# Document extract
<<<<
View mode: basic / threaded / horizontal-split · Log in · Help
June 29, 2012
LLVM IR influence on compiler debugging
This is a very easy to read article about the design of LLVM:
http://www.drdobbs.com/architecture-and-design/the-design-of-llvm/240001128

It explains what the IR is:

>The most important aspect of its design is the LLVM Intermediate 
>Representation (IR), which is the form it uses to represent code 
>in the compiler. LLVM IR [...] is itself defined as a first 
>class language with well-defined semantics.<

>In particular, LLVM IR is both well specified and the only 
>interface to the optimizer. This property means that all you 
>need to know to write a front end for LLVM is what LLVM IR is, 
>how it works, and the invariants it expects. Since LLVM IR has a 
>first-class textual form, it is both possible and reasonable to 
>build a front end that outputs LLVM IR as text, then uses UNIX 
>pipes to send it through the optimizer sequence and code 
>generator of your choice. It might be surprising, but this is 
>actually a pretty novel property to LLVM and one of the major 
>reasons for its success in a broad range of different 
>applications. Even the widely successful and relatively 
>well-architected GCC compiler does not have this property: its 
>GIMPLE mid-level representation is not a self-contained 
>representation.<

That IR has a great effect on making it simpler to debug the 
compiler, I think this is important (and I think it partially 
explains why Clang was created so quickly):

>Compilers are very complicated, and quality is important, 
>therefore testing is critical. For example, after fixing a bug 
>that caused a crash in an optimizer, a regression test should be 
>added to make sure it doesn't happen again. The traditional 
>approach to testing this is to write a .c file (for example) 
>that is run through the compiler, and to have a test harness 
>that verifies that the compiler doesn't crash. This is the 
>approach used by the GCC test suite, for example. The problem 
>with this approach is that the compiler consists of many 
>different subsystems and even many different passes in the 
>optimizer, all of which have the opportunity to change what the 
>input code looks like by the time it gets to the previously 
>buggy code in question. If something changes in the front end or 
>an earlier optimizer, a test case can easily fail to test what 
>it is supposed to be testing. By using the textual form of LLVM 
>IR with the modular optimizer, the LLVM test suite has highly 
>focused regression tests that can load LLVM IR from disk, run it 
>through exactly one optimization pass, and verify the expected 
>behavior. Beyond crashing, a more complicated behavioral test 
>wants to verify that an optimization is actually performed.
>>>>
# Data records
<<<<
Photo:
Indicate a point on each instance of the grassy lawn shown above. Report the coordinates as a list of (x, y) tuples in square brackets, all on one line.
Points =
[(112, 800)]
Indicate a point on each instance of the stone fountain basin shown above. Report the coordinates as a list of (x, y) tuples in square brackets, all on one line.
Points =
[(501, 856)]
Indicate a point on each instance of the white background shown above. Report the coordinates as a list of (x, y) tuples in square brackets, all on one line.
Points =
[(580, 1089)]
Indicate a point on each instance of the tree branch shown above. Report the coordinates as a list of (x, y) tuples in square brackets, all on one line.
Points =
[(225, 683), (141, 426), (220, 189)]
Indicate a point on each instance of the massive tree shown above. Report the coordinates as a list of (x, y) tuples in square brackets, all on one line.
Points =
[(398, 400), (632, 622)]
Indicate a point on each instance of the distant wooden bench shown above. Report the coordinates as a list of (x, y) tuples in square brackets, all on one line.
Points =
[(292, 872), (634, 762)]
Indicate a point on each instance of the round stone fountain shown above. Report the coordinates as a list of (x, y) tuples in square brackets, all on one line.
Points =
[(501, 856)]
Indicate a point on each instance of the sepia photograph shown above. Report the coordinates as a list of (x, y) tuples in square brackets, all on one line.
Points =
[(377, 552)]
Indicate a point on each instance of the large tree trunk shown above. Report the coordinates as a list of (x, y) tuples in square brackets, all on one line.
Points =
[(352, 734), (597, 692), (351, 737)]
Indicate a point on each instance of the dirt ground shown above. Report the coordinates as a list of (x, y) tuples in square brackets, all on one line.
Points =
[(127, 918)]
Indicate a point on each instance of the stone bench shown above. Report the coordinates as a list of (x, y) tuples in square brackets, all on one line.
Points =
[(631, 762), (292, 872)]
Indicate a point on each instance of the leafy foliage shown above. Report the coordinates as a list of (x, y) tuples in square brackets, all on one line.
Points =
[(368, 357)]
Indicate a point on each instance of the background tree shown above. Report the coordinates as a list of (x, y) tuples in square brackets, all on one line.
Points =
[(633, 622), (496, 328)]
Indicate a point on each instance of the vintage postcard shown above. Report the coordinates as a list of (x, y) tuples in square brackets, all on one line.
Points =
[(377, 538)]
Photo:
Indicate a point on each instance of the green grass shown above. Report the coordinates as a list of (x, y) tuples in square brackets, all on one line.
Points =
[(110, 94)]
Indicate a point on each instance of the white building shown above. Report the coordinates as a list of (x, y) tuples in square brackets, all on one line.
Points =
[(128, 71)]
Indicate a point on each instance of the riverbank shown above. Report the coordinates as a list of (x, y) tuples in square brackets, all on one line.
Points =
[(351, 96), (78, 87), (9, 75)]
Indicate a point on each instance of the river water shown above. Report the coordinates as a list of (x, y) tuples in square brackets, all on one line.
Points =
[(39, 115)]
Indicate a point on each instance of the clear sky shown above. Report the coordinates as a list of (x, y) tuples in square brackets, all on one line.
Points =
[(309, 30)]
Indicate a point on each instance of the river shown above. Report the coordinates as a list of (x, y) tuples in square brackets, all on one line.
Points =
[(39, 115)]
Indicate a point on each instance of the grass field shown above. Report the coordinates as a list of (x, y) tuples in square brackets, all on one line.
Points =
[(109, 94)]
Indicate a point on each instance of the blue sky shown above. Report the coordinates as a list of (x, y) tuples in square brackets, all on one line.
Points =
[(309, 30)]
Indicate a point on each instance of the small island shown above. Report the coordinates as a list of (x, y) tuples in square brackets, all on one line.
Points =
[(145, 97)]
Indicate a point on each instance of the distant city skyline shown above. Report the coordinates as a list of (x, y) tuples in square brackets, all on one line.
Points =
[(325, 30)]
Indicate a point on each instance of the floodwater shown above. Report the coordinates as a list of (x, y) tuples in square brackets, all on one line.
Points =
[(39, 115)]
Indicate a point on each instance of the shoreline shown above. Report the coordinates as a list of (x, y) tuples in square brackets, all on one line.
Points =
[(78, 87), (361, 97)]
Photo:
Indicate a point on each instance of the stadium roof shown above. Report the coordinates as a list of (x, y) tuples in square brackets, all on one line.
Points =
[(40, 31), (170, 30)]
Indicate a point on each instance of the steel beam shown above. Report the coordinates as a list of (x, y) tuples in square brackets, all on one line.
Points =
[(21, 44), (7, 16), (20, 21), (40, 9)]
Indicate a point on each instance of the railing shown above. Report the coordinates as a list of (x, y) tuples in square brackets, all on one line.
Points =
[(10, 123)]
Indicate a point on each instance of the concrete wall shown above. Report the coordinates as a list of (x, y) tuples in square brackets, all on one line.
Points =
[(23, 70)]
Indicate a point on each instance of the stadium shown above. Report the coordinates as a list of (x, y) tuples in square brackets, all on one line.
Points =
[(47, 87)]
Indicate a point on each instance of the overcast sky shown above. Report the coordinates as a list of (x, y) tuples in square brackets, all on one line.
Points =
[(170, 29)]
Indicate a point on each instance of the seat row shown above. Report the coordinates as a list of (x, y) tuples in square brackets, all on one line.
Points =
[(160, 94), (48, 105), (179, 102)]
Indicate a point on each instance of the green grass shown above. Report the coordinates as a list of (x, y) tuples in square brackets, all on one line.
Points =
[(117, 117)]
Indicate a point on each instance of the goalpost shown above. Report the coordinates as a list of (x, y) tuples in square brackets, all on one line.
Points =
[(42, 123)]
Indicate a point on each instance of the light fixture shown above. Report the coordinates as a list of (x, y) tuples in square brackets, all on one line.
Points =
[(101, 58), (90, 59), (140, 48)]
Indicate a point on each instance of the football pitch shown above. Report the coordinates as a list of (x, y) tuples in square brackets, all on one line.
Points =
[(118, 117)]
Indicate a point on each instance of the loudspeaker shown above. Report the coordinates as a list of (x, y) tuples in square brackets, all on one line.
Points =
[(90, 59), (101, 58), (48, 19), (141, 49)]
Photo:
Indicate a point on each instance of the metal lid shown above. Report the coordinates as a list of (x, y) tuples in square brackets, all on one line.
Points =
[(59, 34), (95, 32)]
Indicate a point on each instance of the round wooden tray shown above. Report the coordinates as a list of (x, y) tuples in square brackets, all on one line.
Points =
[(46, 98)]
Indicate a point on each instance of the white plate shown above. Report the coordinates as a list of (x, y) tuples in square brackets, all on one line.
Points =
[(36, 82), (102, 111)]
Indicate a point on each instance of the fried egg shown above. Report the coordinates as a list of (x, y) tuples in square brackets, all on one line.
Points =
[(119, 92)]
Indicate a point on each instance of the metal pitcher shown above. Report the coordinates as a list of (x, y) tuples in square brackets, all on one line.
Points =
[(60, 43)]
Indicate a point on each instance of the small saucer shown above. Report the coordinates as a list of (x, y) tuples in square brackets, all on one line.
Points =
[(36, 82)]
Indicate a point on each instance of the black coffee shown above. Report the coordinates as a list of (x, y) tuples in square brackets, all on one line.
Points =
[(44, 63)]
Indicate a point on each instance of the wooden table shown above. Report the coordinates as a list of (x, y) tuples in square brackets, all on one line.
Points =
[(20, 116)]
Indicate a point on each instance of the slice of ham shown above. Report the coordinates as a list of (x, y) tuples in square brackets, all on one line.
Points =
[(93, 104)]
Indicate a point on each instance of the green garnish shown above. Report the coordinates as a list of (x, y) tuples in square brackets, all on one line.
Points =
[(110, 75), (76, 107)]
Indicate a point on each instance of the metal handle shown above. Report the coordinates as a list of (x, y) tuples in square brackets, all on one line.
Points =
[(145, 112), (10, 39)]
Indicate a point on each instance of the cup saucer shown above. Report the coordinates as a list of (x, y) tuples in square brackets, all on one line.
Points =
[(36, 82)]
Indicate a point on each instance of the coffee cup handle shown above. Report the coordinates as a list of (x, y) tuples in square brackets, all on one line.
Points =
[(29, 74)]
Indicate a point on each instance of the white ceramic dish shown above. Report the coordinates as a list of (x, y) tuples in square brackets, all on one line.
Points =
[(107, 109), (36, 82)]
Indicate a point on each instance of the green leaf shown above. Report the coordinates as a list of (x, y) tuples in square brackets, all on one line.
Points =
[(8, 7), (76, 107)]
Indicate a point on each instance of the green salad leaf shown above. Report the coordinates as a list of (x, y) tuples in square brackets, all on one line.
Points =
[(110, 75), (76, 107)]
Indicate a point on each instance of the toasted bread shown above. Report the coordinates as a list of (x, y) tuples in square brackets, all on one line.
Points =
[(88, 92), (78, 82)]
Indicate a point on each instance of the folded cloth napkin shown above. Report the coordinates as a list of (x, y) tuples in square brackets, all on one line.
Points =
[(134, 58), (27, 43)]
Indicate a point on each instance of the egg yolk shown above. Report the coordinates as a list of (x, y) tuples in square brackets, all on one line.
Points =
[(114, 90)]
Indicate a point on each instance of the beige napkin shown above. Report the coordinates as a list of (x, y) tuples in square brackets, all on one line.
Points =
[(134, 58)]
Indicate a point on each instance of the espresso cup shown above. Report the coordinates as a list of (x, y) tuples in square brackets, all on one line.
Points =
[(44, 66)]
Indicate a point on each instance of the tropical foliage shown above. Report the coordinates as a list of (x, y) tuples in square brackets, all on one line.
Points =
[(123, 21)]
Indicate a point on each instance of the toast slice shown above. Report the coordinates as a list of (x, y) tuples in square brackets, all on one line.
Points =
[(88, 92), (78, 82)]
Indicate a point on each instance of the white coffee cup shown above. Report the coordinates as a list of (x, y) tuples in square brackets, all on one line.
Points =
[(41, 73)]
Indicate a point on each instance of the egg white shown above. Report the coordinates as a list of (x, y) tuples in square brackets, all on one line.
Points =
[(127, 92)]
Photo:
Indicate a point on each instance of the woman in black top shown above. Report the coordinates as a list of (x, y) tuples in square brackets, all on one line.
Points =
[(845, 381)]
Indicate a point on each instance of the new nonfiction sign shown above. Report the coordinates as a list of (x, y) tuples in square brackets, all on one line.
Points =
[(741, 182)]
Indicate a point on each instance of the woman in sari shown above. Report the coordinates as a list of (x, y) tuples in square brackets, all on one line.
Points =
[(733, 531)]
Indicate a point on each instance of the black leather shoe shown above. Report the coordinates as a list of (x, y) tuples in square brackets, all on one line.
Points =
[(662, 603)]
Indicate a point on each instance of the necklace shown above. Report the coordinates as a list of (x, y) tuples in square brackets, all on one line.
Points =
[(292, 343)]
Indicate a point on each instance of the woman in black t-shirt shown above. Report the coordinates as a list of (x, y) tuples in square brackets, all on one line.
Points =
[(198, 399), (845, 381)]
>>>>
# Problems to work on
1. Please list the compiler projects named in the LLVM IR post.
2. Pick up the LLVM IR post from the point where it stops.

# Answers in order
1. LLVM, GCC, Clang

2.
>[...] While this might seem like a really trivial example, this 
>is very difficult to test by writing .c files: front ends often 
>do constant folding as they parse, so it is very difficult and 
>fragile to write code that makes its way downstream to a 
>constant folding optimization pass. Because we can load LLVM IR 
>as text and send it through the specific optimization pass we're 
>interested in, then dump out the result as another text file, it 
>is really straightforward to test exactly what we want, both for 
>regression and feature tests.<

Bye,
bearophile
June 29, 2012
Re: LLVM IR influence on compiler debugging
I implemented a compiler back end with LLVM some time ago. The IM helped 
a lot in both, spotting errors in IM codegen and issues with target 
codegen (e.g. because of some misconfiguration). You always have the 
high level IM available as text and the unoptimized target assembler 
usually is pretty similar to the IM code and thus provides a great guide 
deciphering the assembler.

Also the fact that you can output and modify a module as IM code to try 
certain things is really useful sometimes.
June 29, 2012
Re: LLVM IR influence on compiler debugging
On 29/06/12 08:04, bearophile wrote:
> This is a very easy to read article about the design of LLVM:
> http://www.drdobbs.com/architecture-and-design/the-design-of-llvm/240001128
>
> That IR has a great effect on making it simpler to debug the compiler, I
> think this is important (and I think it partially explains why Clang was
> created so quickly):

It's a good design, especially for optimisation tests. Although I can't 
see an immediate application of this for D. DMD's backend is nearly 
bug-free. (By which I mean, it has 100X fewer bugs than the front-end).
July 06, 2012
Re: LLVM IR influence on compiler debugging
On 29.06.2012 11:27, Don Clugston wrote:
> It's a good design, especially for optimisation tests. Although I can't
> see an immediate application of this for D.

LDC (https://github.com/ldc-developers/ldc/) uses LLVM.

Kai
July 06, 2012
Re: LLVM IR influence on compiler debugging
On Fri, 29 Jun 2012 02:27:19 -0700, Don Clugston <dac@nospam.com> wrote:

> On 29/06/12 08:04, bearophile wrote:
>> This is a very easy to read article about the design of LLVM:
>> http://www.drdobbs.com/architecture-and-design/the-design-of-llvm/240001128
>>
>> That IR has a great effect on making it simpler to debug the compiler, I
>> think this is important (and I think it partially explains why Clang was
>> created so quickly):
>
> It's a good design, especially for optimisation tests. Although I can't  
> see an immediate application of this for D. DMD's backend is nearly  
> bug-free. (By which I mean, it has 100X fewer bugs than the front-end).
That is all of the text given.